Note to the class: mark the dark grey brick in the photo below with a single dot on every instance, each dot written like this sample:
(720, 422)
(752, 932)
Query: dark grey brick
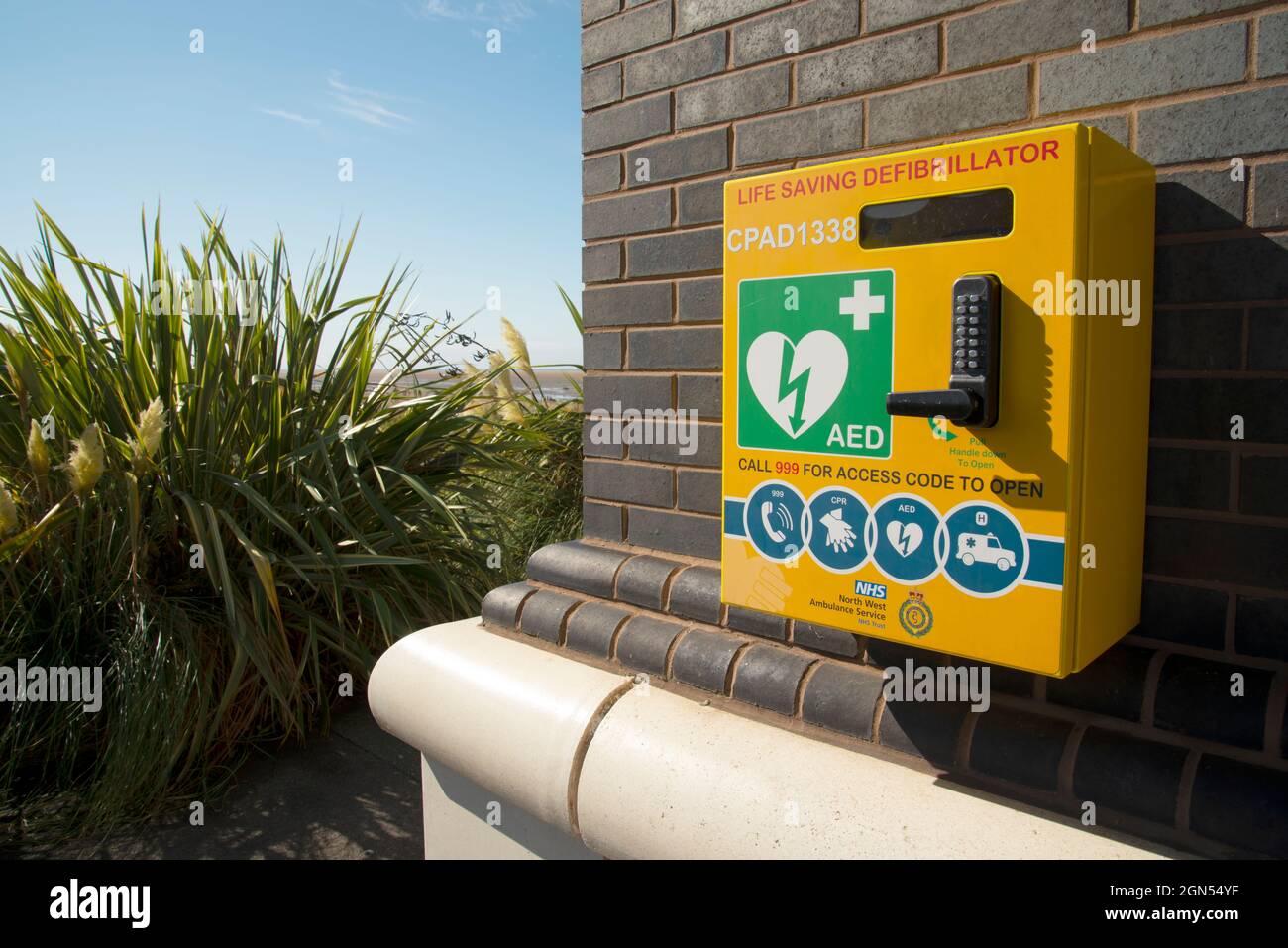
(816, 24)
(626, 305)
(1198, 201)
(600, 175)
(1261, 484)
(1202, 339)
(732, 97)
(642, 581)
(1273, 46)
(700, 300)
(601, 350)
(1113, 125)
(1236, 553)
(800, 133)
(1240, 804)
(702, 660)
(1270, 207)
(592, 626)
(1261, 626)
(1235, 124)
(687, 156)
(632, 483)
(699, 393)
(1128, 775)
(682, 252)
(613, 217)
(1183, 613)
(596, 441)
(1016, 30)
(1155, 65)
(883, 655)
(1185, 478)
(1252, 268)
(597, 9)
(1001, 681)
(644, 643)
(835, 642)
(601, 520)
(1018, 746)
(630, 121)
(1267, 339)
(600, 86)
(601, 262)
(578, 566)
(703, 449)
(841, 698)
(698, 491)
(887, 13)
(675, 63)
(927, 729)
(632, 390)
(1194, 698)
(1113, 685)
(700, 202)
(974, 102)
(769, 678)
(673, 532)
(875, 63)
(501, 605)
(1154, 12)
(625, 34)
(683, 347)
(544, 614)
(763, 623)
(698, 14)
(696, 594)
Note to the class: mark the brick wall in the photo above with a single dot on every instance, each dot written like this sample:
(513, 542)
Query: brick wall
(704, 91)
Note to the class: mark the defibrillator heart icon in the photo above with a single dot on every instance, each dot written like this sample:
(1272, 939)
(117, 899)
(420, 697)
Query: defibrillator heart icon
(815, 369)
(905, 537)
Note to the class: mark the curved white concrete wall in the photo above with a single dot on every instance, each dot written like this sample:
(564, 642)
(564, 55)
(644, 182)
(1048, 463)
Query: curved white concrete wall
(505, 715)
(665, 777)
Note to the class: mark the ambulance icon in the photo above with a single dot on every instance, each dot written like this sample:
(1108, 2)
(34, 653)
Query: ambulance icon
(984, 548)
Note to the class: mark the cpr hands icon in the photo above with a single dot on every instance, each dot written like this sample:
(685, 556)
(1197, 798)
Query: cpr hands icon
(840, 535)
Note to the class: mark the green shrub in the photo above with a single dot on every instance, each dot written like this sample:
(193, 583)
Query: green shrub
(228, 517)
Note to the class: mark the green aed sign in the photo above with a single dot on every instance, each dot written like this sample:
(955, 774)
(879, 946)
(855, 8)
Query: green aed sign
(815, 360)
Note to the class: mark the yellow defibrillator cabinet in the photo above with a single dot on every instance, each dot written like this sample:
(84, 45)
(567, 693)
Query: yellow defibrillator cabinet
(936, 394)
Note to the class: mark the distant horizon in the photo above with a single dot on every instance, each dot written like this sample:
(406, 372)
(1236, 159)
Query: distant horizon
(459, 159)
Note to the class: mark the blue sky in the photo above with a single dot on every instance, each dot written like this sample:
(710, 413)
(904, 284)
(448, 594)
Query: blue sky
(465, 162)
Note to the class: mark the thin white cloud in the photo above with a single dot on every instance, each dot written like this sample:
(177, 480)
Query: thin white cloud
(290, 116)
(366, 104)
(490, 11)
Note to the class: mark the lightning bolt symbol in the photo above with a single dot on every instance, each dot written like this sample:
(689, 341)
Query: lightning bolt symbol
(903, 541)
(787, 385)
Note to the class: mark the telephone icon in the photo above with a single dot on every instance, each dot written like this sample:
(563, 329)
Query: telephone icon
(782, 514)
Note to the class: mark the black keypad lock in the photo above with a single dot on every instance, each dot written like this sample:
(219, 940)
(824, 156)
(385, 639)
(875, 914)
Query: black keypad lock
(970, 398)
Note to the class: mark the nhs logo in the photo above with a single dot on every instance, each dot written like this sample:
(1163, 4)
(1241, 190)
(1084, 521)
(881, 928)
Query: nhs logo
(872, 590)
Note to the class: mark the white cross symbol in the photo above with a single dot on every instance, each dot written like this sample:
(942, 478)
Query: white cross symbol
(862, 304)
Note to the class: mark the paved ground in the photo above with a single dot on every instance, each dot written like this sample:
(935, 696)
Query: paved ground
(353, 794)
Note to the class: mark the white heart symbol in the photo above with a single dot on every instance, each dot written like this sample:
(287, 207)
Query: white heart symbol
......
(WHAT TO WORK ON): Print all of the records shown above exactly, leaving out each picture.

(EXERCISE RESULT):
Note to the class: mark the dark grey brick in the photo below with a single dot on every instance, each dot written like this sample:
(720, 422)
(752, 932)
Query: dark grey brick
(816, 24)
(626, 305)
(1198, 201)
(600, 175)
(1261, 484)
(1202, 339)
(732, 97)
(642, 581)
(1273, 46)
(700, 300)
(601, 350)
(1113, 125)
(1236, 553)
(800, 133)
(1240, 804)
(702, 660)
(1270, 207)
(592, 626)
(1261, 626)
(1235, 124)
(687, 156)
(632, 483)
(699, 393)
(1128, 775)
(682, 252)
(613, 217)
(1183, 613)
(596, 441)
(1016, 30)
(1155, 65)
(883, 655)
(1185, 478)
(1252, 268)
(597, 9)
(1001, 681)
(644, 643)
(835, 642)
(601, 520)
(1018, 746)
(630, 121)
(1267, 339)
(600, 86)
(601, 262)
(578, 566)
(703, 449)
(841, 698)
(698, 491)
(887, 13)
(675, 63)
(927, 729)
(632, 390)
(1194, 698)
(1113, 685)
(700, 202)
(974, 102)
(769, 678)
(673, 532)
(875, 63)
(501, 605)
(1154, 12)
(625, 34)
(683, 347)
(544, 614)
(763, 623)
(698, 14)
(696, 594)
Note to the class: mark the brick wall in the photo above with a single dot on every instance, each dot written like this sample:
(513, 542)
Query: brick wall
(704, 91)
Note to the class: mark the defibrillator heart icon in the photo above with a single dot on every instance, each dot written like this sample:
(1272, 939)
(117, 899)
(420, 697)
Query: defibrillator heart icon
(815, 369)
(905, 537)
Note to the class: mark the curved white concrete wall in the photo above with a single dot on every instance, each dot written like this sample:
(564, 642)
(564, 55)
(644, 182)
(1048, 463)
Query: curved white concrete wall
(505, 715)
(665, 777)
Note to the class: mark the ambulance icon in the photo above with a single dot on every instance, each dot written like this sample:
(1108, 2)
(34, 653)
Query: ambulance icon
(984, 548)
Note to the class: mark the cpr hands icon in the photo above with a single dot on every instance, each dot written like this sample:
(685, 556)
(1197, 798)
Query: cpr hands icon
(840, 535)
Note to the class: mark the green shrub in the photo above with a single dot on every instance, each dot written like this sample:
(193, 583)
Query: green shrub
(228, 517)
Note to the class: mark the green aed sign in the photo above with a single dot on every instance, each dot written like this sample:
(955, 774)
(879, 946)
(855, 8)
Query: green aed sign
(815, 360)
Note to the class: mark the yellow defibrillator cabinet in the photo above with a single dot on every instance, each dot written like this sample:
(84, 45)
(567, 693)
Query: yellow defibrillator cabinet
(936, 394)
Note to the class: mark the distant horizon in the photo above with a single dot on every instance, each dot written like this sample:
(406, 372)
(1236, 159)
Query: distant horizon
(459, 159)
Note to the class: mark the blue sky in the photo above with a single dot on every instance, each dot written like this sample:
(710, 413)
(904, 284)
(448, 594)
Query: blue sky
(465, 162)
Note to the class: mark the thin white cloud in the photo above with a single dot on every instance, each dot written like this sample:
(177, 480)
Query: thin white cloud
(290, 116)
(366, 104)
(490, 11)
Note to the class: mark the lightning bolt symbol in the photo above with a single dot on every instance, each dot written like this sample:
(689, 341)
Query: lightning bolt symbol
(903, 541)
(787, 385)
Note to the class: mark the telephone icon in the photo above with a single dot on every instance, each dot written like this sample:
(563, 329)
Query: telephone icon
(782, 514)
Note to the class: mark the black keypad lock in the photo above with a single dot on every instance, each dot written like this sample:
(219, 940)
(824, 156)
(385, 639)
(875, 914)
Query: black keypad lock
(970, 398)
Note to the class: mark the nhs logo in the photo above with a single dot on every instance, each dot written like this sample:
(1163, 4)
(1241, 190)
(1084, 521)
(881, 928)
Query: nhs logo
(872, 590)
Note to the class: mark the white cross symbol in the photo above with a single dot on every instance, each dot written like this sample:
(942, 478)
Query: white cross symbol
(862, 304)
Note to the class: mark the paved ground in the photo above with a single dot on every instance, each dot written like this sample:
(935, 696)
Query: paved ground
(353, 794)
Note to the class: mark the white heart symbol in the photo above with a single dot on every instance, each dot written like this sample:
(287, 207)
Query: white heart symbol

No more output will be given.